## What you will do
While you copy the lines below, skip the pictures and keep the rest exact.
- Opening Delimiter -
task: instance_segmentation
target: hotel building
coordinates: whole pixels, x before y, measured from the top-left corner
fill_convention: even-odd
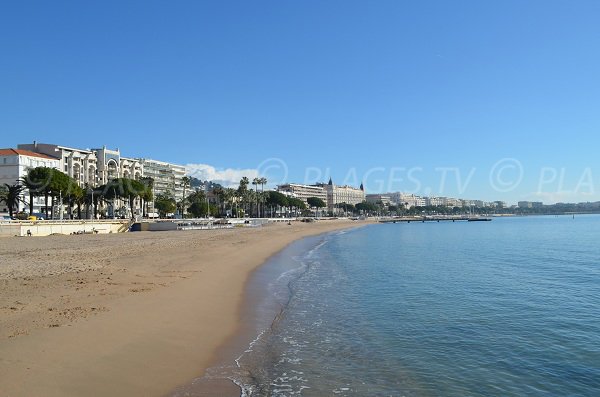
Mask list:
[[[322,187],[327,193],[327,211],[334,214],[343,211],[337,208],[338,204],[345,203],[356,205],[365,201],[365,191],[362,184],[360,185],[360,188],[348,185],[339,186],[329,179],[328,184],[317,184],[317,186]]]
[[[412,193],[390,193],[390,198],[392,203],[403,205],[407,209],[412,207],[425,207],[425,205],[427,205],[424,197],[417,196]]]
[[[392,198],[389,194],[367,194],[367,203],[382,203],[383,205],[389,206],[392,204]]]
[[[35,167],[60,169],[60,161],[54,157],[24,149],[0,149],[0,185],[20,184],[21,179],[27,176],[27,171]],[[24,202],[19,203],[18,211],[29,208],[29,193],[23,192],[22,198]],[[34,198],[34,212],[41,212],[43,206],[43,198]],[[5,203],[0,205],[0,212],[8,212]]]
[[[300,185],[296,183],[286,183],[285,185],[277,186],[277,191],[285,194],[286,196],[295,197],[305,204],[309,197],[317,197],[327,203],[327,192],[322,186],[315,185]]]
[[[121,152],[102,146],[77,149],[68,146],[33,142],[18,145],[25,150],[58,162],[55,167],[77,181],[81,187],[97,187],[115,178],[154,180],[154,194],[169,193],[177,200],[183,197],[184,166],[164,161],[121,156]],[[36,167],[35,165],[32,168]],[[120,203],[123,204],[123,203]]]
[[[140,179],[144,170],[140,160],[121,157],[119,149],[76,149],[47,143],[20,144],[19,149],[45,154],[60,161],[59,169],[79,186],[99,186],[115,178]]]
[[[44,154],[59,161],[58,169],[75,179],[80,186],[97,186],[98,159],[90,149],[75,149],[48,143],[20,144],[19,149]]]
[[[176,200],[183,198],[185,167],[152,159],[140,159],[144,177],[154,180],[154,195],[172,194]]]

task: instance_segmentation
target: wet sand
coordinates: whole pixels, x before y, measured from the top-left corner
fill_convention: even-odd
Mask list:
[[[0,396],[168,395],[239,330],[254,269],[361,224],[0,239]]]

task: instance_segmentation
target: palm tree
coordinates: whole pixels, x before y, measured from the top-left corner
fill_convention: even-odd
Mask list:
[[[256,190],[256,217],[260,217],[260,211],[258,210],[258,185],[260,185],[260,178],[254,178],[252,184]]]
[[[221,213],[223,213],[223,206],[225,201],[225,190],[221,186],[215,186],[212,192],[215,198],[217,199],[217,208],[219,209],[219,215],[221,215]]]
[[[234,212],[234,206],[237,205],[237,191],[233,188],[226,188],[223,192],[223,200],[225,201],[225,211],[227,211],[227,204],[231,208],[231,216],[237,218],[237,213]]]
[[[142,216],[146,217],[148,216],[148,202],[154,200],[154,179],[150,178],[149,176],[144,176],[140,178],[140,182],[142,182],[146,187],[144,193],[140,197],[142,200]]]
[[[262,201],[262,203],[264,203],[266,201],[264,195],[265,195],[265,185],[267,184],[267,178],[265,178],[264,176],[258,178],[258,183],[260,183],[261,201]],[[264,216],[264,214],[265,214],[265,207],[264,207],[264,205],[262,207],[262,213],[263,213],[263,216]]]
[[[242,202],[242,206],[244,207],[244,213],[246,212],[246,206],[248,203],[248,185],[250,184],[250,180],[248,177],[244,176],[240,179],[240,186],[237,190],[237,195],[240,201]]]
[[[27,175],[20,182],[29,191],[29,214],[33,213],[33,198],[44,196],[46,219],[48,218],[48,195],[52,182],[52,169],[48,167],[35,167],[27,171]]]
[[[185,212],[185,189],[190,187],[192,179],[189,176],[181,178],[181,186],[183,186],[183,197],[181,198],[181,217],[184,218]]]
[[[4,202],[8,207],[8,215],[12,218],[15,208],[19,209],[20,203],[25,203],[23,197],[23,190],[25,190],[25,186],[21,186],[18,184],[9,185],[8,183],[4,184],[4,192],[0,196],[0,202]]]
- Closing Delimiter -
## Response to this exercise
task: instance_segmentation
target: hotel building
coordinates: whole pixels, x before y, measured from the top-left corner
fill_convention: even-odd
Mask list:
[[[322,187],[327,193],[327,211],[334,214],[343,211],[337,208],[338,204],[345,203],[356,205],[365,201],[365,191],[362,184],[360,185],[360,188],[348,185],[339,186],[329,179],[328,184],[317,184],[317,186]]]
[[[412,193],[390,193],[390,198],[392,203],[403,205],[407,209],[412,207],[425,207],[425,205],[427,205],[424,197],[417,196]]]
[[[392,198],[389,194],[367,194],[367,203],[382,203],[383,205],[389,206],[392,204]]]
[[[35,167],[60,169],[60,161],[54,157],[24,149],[0,149],[0,185],[20,184],[21,179],[27,176],[27,171]],[[24,202],[19,203],[18,211],[29,208],[29,193],[23,192],[22,198]],[[34,198],[34,212],[41,212],[43,206],[43,198]],[[5,203],[0,205],[0,212],[8,212]]]
[[[300,185],[296,183],[286,183],[285,185],[277,186],[277,191],[285,194],[286,196],[295,197],[305,204],[309,197],[317,197],[327,203],[327,192],[322,186],[315,185]]]
[[[121,152],[102,146],[77,149],[68,146],[33,142],[18,145],[25,150],[58,162],[55,167],[77,181],[81,187],[97,187],[115,178],[154,180],[154,194],[169,193],[177,200],[183,197],[184,166],[164,161],[121,156]],[[36,167],[35,165],[32,168]],[[120,203],[123,204],[123,203]]]
[[[140,179],[144,170],[140,160],[121,157],[119,149],[76,149],[47,143],[20,144],[19,149],[45,154],[60,161],[59,169],[79,186],[99,186],[115,178]]]
[[[44,154],[59,161],[58,169],[75,179],[80,186],[97,186],[98,159],[90,149],[75,149],[48,143],[20,144],[19,149]]]
[[[176,200],[183,198],[185,167],[152,159],[140,159],[144,177],[154,180],[154,195],[172,194]]]

task: instance_segmentation
target: wet sand
coordinates: whole pixels, x before y, measured from the top-left corner
fill_convention: even-odd
Mask list:
[[[0,396],[168,395],[239,330],[254,269],[361,224],[0,239]]]

task: instance_segmentation
target: palm tree
coordinates: whole pixels, x before y, measured from the top-left corner
fill_convention: even-odd
Mask list:
[[[256,190],[256,217],[260,217],[260,211],[258,210],[258,185],[260,185],[260,178],[254,178],[252,184]]]
[[[221,213],[223,213],[223,206],[225,201],[225,190],[221,186],[215,186],[212,192],[215,198],[217,199],[217,208],[219,209],[219,215],[221,215]]]
[[[234,212],[234,206],[237,205],[237,191],[233,188],[226,188],[223,192],[223,200],[225,201],[225,211],[227,211],[227,204],[231,208],[231,216],[237,218],[237,213]]]
[[[142,216],[146,217],[148,216],[148,202],[154,200],[154,179],[150,178],[149,176],[144,176],[140,178],[140,182],[142,182],[146,187],[144,193],[140,197],[142,200]]]
[[[262,201],[262,203],[264,203],[266,201],[264,195],[265,195],[265,185],[267,184],[267,178],[265,178],[264,176],[258,178],[258,183],[260,183],[261,201]],[[264,216],[264,214],[265,214],[265,207],[264,207],[264,205],[262,207],[262,213],[263,213],[263,216]]]
[[[242,202],[242,206],[244,207],[244,213],[246,212],[246,206],[248,203],[248,185],[250,184],[250,180],[248,177],[244,176],[240,179],[240,186],[237,190],[237,195],[240,201]]]
[[[27,175],[20,182],[29,191],[29,214],[33,213],[33,198],[44,196],[46,219],[48,218],[48,195],[52,182],[52,169],[48,167],[35,167],[27,171]]]
[[[185,212],[185,189],[190,187],[192,179],[189,176],[181,178],[181,186],[183,186],[183,197],[181,198],[181,217],[184,218]]]
[[[4,202],[8,207],[8,215],[12,218],[15,208],[19,209],[20,203],[25,203],[23,197],[23,190],[25,190],[25,186],[21,186],[18,184],[9,185],[8,183],[4,184],[4,192],[0,196],[0,202]]]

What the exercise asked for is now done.